__Zadania do wykonania__.
(1) Przepisz bez zmian fragment tekstu o identyfikacji ryzyka w standardzie COSO II, od słów „Po co ta kategoria” aż do słów „i czynniki wewnętrzne.” włącznie.
(2) Pokaż każdy wiersz rekordów, w którym występuje słowo „distant”. Wielkość liter ma znaczenie.

__Fragment tekstu__.
Z samozapałem godnym może i lepszej sprawy kontynuujemy w 6-ym już odcinku Przewodnik Ryzykonomii po standardzie zarządzania ryzykiem COSO II. Dziś „Identyfikacja ryzyka”. Zasadniczo to o identyfikacji ryzyka już nieraz pisaliśmy i mówiliśmy i tu i TU i tuteż. Oczywiście identyfikacja ryzyk w firmie czy innej organizacji to jedno, ale oszacowanie ryzyka jako „dużego” czy „małego” (tu też trzeba odwagi czarnowidza) to dopiero wyzwanie a ….. przypisanie konkretnego właściciela („nie lubicie mnie?”) to jeszcze inne, nie mniejsze wyzwanie. Także wyzwań na ścieżce zarządzania ryzykiem nie brakuje….
Zasadniczo – i tego należałoby po standardzie ERM-u oczekiwać – COSO II w omawianej części o intrygującym tytule „Identyfikacji zdarzeń” (a dlaczego nie ryzyka ?) zaczyna od definiowania „zdarzenia” jako „sytuacji wywołanej przez czynniki zewnętrzne lub wewnętrzne, które wywiera wpływ na realizację strategii lub osiągnięcie celów” .
Po co ta kategoria „eventu” się pojawia nie dociekamy, ale jest. Może…
…z ubezpieczeń ? Dalej mowa o „czynnikach wywierających wpływ na zdarzenia” i właśnie te „czynniki” ryzyka w rejestrach ryzyka, tam gdzie są, często widzimy. Ale rozumiemy też że „czynniki” to są po prostu przyczyny (grupy) przyczyn ryzyka.
Dla lepszego zobrazowania intrygującości tego problemu poddamy pod rozwagę Czytelnika takie oto zdanie
„Czynnikiem złamania nogi u Jasia była dziura w chodniku”
Tak czy inaczej podstawowe czynniki/przyczyny zdarzeń dla eventów/ryzyk autorzy COSO II pomocnie wylistowują w 2 grupach: czynniki zewnętrzne i czynniki wewnętrzne.

__Rekordy do przetworzenia__.
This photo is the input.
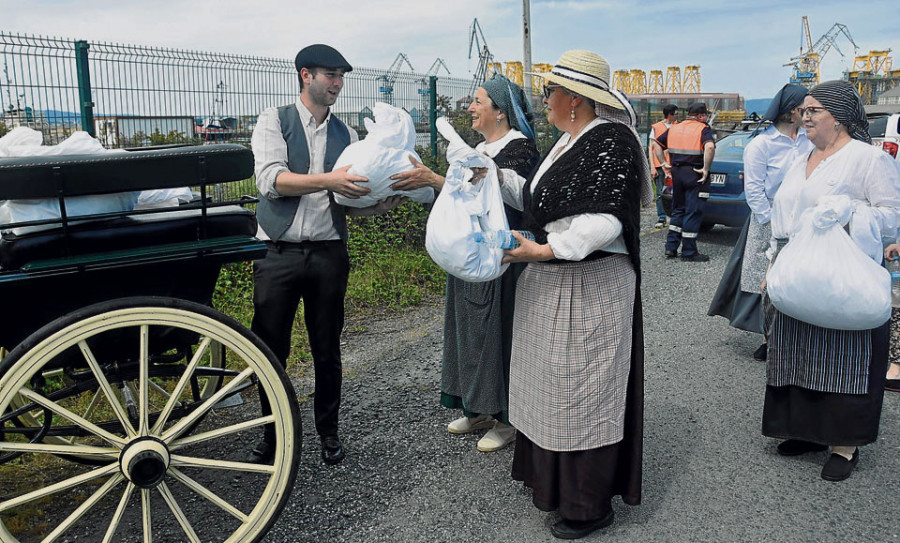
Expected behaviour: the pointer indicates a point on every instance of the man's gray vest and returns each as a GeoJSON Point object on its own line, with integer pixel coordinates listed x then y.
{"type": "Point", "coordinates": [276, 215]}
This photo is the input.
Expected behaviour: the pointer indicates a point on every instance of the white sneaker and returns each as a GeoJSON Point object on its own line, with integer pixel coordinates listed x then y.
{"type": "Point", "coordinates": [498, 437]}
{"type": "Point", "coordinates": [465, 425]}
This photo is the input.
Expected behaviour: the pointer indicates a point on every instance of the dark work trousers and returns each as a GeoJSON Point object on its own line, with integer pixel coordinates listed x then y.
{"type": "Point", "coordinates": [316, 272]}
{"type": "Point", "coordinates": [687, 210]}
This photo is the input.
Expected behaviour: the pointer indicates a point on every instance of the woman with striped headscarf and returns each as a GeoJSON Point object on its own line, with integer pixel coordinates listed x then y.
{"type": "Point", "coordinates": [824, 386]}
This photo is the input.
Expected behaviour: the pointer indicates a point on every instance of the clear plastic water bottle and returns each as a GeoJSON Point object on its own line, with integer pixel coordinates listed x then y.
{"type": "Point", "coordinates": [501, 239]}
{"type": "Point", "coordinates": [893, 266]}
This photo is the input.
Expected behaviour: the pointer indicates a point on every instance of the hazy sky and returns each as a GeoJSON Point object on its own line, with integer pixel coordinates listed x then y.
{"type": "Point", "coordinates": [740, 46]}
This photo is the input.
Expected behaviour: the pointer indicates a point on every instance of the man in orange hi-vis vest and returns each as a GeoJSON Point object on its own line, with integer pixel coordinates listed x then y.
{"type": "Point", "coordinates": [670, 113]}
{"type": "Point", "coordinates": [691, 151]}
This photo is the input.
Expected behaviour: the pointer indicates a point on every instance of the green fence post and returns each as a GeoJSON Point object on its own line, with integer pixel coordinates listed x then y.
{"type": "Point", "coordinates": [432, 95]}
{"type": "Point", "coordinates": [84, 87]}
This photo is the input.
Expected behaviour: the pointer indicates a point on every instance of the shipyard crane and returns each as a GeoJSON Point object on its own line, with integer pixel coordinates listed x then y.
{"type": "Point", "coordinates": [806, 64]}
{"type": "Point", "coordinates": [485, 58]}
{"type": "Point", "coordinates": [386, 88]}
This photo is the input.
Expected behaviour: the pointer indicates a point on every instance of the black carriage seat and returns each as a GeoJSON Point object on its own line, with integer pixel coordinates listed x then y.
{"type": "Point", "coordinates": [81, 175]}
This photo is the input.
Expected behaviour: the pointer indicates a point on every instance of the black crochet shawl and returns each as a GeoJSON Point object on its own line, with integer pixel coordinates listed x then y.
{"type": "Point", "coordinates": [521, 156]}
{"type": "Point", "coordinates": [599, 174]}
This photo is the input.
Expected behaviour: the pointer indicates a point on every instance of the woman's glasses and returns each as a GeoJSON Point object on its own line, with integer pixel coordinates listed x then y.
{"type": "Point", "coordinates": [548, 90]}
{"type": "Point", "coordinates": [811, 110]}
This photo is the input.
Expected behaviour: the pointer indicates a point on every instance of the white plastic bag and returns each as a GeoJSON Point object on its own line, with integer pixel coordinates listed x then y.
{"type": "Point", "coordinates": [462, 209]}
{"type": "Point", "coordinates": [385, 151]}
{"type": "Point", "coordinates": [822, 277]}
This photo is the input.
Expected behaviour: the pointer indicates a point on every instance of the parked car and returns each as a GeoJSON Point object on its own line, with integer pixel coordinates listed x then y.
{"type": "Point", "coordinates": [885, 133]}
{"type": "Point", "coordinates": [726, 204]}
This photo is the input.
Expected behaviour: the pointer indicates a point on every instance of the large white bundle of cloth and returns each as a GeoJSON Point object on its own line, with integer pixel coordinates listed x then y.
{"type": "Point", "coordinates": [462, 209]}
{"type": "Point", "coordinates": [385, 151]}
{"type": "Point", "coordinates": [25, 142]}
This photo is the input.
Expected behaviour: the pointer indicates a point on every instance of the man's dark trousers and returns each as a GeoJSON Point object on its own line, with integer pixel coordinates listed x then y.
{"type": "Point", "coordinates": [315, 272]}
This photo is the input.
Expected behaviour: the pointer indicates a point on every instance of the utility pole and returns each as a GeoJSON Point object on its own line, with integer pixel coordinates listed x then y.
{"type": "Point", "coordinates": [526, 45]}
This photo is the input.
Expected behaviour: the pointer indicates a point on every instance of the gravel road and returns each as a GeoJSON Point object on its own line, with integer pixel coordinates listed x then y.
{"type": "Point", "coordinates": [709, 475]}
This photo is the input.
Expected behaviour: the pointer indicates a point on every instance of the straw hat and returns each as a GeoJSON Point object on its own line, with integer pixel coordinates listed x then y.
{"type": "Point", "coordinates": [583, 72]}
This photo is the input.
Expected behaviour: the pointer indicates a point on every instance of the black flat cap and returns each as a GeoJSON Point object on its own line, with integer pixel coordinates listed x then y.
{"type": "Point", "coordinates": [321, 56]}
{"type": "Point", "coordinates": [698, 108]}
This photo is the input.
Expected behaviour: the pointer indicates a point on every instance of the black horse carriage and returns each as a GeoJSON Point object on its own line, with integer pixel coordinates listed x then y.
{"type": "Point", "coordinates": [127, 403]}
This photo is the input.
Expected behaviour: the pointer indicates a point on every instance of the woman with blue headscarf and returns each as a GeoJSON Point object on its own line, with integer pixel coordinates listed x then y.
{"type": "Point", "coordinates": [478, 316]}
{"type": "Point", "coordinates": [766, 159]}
---
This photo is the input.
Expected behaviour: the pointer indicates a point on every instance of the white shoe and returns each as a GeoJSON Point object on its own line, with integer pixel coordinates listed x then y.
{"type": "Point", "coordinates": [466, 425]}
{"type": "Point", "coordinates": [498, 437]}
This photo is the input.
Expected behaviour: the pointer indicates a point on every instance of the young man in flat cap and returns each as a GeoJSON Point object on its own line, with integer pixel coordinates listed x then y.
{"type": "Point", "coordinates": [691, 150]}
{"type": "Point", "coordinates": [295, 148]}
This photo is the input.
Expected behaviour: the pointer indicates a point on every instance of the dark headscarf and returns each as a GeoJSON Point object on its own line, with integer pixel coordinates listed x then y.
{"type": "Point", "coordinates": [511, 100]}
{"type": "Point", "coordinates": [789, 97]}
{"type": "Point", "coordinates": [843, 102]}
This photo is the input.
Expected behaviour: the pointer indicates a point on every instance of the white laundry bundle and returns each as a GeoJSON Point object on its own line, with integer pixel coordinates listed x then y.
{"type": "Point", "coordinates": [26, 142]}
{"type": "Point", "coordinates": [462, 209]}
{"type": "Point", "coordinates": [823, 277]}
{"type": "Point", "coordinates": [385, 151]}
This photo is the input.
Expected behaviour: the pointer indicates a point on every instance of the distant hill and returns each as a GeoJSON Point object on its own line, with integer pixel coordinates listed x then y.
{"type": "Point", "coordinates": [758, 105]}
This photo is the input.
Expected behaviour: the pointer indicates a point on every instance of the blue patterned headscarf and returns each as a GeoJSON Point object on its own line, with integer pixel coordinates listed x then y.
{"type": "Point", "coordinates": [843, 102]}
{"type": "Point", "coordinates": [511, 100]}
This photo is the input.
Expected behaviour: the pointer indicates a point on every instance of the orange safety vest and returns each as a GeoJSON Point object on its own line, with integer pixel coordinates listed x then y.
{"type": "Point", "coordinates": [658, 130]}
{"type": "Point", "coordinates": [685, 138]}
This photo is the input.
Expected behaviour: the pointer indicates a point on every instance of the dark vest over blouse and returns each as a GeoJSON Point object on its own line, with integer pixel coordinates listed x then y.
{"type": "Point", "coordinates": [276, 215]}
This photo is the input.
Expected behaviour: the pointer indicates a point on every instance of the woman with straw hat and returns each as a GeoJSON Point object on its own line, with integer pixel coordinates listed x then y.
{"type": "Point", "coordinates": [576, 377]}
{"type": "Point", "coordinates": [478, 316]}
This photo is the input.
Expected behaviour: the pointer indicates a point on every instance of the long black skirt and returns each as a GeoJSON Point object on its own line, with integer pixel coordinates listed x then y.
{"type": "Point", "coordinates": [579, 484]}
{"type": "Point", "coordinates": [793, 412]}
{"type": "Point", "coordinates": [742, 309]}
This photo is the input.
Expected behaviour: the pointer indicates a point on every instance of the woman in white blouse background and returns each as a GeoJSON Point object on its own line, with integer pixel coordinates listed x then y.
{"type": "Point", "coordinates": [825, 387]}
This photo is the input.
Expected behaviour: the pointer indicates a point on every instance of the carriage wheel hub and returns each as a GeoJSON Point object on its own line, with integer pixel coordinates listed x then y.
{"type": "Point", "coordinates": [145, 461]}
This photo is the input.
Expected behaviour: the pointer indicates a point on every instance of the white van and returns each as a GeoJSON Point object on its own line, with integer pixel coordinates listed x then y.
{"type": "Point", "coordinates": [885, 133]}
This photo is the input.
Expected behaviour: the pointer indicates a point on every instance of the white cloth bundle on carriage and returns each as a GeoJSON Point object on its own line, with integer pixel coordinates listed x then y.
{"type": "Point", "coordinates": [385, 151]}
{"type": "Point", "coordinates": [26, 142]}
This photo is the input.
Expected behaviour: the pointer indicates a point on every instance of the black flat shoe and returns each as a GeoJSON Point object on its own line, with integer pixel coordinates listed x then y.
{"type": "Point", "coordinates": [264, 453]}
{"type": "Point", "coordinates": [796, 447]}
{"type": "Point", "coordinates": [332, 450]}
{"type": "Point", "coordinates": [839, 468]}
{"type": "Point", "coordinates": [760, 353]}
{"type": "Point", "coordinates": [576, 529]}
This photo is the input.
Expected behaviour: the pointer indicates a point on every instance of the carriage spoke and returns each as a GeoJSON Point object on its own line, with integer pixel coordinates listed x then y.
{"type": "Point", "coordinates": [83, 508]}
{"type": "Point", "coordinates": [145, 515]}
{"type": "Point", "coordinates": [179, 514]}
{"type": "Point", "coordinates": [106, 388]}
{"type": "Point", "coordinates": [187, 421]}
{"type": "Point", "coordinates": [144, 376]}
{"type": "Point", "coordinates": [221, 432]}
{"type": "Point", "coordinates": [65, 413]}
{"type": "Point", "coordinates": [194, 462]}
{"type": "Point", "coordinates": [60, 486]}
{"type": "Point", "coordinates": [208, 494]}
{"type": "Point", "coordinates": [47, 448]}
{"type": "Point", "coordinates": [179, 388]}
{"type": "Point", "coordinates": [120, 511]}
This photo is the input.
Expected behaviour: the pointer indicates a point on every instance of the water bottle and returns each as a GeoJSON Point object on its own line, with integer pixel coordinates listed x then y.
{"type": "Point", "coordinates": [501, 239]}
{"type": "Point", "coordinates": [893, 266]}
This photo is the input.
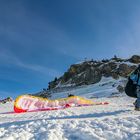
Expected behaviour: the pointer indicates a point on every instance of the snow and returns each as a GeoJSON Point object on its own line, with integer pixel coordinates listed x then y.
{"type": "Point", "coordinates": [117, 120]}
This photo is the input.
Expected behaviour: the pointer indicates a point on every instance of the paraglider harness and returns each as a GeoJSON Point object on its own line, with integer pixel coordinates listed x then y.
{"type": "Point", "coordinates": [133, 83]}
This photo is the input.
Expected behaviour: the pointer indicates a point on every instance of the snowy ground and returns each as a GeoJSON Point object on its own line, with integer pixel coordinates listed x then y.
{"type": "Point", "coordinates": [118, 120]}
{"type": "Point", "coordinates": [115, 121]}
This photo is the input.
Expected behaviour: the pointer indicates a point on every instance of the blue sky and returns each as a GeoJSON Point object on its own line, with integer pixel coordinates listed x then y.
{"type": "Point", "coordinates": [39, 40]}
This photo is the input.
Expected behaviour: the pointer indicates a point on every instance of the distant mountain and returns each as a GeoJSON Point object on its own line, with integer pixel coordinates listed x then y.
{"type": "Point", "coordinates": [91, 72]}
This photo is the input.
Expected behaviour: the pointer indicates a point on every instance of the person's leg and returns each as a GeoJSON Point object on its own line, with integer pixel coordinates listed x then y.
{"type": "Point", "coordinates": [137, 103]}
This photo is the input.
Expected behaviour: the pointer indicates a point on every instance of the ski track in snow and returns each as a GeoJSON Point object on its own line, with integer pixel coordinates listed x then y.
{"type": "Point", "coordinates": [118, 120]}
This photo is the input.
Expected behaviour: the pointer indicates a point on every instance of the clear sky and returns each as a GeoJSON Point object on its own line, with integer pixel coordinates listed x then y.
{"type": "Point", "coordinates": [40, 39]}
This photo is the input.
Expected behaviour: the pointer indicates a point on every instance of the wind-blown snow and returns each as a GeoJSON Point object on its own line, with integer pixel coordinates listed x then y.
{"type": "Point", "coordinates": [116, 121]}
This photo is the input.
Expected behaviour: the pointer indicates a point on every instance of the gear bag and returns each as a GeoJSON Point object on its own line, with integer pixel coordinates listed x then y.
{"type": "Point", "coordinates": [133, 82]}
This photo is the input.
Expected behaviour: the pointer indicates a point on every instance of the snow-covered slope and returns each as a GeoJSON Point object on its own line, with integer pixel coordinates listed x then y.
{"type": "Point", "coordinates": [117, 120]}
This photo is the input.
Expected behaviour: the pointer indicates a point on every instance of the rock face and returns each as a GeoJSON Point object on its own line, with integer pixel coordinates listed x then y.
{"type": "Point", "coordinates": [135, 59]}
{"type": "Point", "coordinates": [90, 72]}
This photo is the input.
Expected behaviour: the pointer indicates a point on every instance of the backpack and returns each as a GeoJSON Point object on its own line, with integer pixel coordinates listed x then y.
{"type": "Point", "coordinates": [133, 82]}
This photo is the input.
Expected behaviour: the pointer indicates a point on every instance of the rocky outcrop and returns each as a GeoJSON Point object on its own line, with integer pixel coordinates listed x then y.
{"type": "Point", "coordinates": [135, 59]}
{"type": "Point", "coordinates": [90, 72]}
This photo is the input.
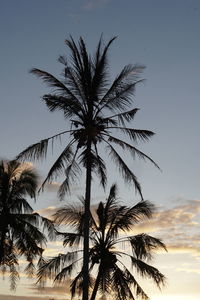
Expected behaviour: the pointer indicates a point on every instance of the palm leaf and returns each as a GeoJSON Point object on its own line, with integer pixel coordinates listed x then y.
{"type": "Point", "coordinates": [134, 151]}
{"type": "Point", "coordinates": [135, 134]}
---
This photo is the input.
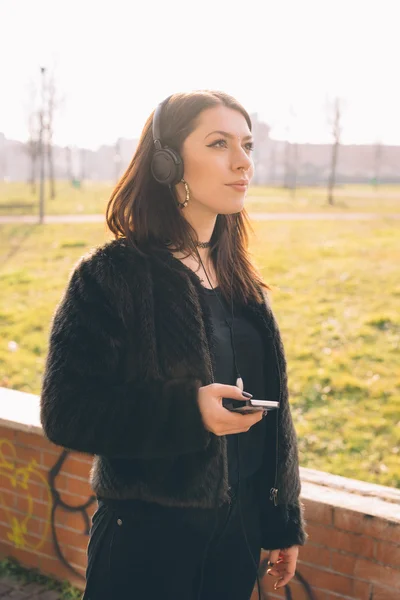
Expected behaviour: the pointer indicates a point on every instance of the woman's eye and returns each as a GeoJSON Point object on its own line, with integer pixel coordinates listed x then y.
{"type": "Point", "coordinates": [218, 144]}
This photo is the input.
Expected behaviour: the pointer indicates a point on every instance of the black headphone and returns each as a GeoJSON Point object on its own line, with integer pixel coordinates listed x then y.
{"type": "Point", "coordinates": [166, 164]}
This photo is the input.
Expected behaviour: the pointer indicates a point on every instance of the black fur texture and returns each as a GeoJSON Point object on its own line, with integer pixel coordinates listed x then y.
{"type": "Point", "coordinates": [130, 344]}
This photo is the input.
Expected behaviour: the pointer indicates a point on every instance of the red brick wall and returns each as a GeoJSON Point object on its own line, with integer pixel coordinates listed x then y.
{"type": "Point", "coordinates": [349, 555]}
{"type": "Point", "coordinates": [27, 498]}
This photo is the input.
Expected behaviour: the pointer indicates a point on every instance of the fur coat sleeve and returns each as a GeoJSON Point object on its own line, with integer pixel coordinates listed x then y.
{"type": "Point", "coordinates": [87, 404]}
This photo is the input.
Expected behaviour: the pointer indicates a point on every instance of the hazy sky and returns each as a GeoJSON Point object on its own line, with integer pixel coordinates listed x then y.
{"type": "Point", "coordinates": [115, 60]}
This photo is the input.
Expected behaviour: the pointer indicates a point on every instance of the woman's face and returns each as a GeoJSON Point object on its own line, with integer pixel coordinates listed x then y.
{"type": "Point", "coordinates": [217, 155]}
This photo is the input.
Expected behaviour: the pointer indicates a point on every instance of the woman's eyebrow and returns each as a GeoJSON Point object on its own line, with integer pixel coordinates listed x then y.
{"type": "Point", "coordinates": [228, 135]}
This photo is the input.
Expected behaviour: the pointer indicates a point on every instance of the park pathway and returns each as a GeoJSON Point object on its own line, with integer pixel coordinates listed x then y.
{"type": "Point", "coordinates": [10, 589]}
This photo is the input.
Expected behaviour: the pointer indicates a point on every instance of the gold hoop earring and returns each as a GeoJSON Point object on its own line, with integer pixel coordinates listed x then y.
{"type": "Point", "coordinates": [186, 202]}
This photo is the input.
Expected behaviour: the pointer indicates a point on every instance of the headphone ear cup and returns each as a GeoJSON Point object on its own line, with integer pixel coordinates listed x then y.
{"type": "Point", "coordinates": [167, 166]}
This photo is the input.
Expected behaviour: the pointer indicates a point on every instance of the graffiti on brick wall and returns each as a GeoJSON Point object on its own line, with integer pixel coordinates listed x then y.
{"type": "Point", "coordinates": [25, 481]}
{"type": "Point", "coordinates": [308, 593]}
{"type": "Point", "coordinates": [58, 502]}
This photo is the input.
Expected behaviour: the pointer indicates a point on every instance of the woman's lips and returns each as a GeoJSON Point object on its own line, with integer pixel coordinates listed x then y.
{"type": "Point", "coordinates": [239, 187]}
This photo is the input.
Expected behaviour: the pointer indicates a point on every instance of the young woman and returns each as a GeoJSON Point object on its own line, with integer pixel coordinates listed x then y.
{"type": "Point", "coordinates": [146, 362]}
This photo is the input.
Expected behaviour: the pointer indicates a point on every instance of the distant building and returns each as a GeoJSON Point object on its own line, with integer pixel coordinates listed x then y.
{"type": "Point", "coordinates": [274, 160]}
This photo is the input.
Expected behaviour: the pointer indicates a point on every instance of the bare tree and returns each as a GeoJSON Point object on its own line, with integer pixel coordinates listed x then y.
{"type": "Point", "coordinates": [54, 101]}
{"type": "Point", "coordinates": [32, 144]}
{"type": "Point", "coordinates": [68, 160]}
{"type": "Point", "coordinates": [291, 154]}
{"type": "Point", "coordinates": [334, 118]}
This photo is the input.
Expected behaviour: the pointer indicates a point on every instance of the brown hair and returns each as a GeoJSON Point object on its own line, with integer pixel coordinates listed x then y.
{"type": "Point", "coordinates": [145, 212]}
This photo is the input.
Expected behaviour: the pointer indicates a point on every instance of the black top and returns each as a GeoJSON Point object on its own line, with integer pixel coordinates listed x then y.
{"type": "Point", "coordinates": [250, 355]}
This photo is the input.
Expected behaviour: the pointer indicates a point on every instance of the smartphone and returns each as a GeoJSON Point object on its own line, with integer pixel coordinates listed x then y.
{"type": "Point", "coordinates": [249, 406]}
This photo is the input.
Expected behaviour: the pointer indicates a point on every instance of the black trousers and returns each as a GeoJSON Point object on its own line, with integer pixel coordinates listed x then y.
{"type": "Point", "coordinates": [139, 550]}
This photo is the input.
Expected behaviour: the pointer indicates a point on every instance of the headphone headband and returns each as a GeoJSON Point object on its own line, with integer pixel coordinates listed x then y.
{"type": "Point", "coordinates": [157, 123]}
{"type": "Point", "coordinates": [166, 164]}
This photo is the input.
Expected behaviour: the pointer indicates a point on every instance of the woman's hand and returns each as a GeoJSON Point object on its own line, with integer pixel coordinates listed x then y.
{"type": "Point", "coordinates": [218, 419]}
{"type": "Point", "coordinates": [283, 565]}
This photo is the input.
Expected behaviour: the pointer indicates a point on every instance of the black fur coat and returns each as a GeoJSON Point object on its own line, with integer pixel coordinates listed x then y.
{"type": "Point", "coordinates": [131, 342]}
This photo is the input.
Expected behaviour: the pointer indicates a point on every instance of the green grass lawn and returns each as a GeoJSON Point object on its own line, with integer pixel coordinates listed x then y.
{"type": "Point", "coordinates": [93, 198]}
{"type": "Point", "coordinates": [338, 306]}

__Zestaw rozwiązań__.
(1)
Po co ta kategoria „eventu” się pojawia nie dociekamy, ale jest. Może…
…z ubezpieczeń ? Dalej mowa o „czynnikach wywierających wpływ na zdarzenia” i właśnie te „czynniki” ryzyka w rejestrach ryzyka, tam gdzie są, często widzimy. Ale rozumiemy też że „czynniki” to są po prostu przyczyny (grupy) przyczyn ryzyka.
Dla lepszego zobrazowania intrygującości tego problemu poddamy pod rozwagę Czytelnika takie oto zdanie
„Czynnikiem złamania nogi u Jasia była dziura w chodniku”
Tak czy inaczej podstawowe czynniki/przyczyny zdarzeń dla eventów/ryzyk autorzy COSO II pomocnie wylistowują w 2 grupach: czynniki zewnętrzne i czynniki wewnętrzne.

(2)
Expected behaviour: the pointer indicates a point on every instance of the distant hill and returns each as a GeoJSON Point object on its own line, with integer pixel coordinates listed x then y.
Expected behaviour: the pointer indicates a point on every instance of the distant mountain and returns each as a GeoJSON Point object on its own line, with integer pixel coordinates listed x then y.
Expected behaviour: the pointer indicates a point on every instance of the distant building and returns each as a GeoJSON Point object on its own line, with integer pixel coordinates listed x then y.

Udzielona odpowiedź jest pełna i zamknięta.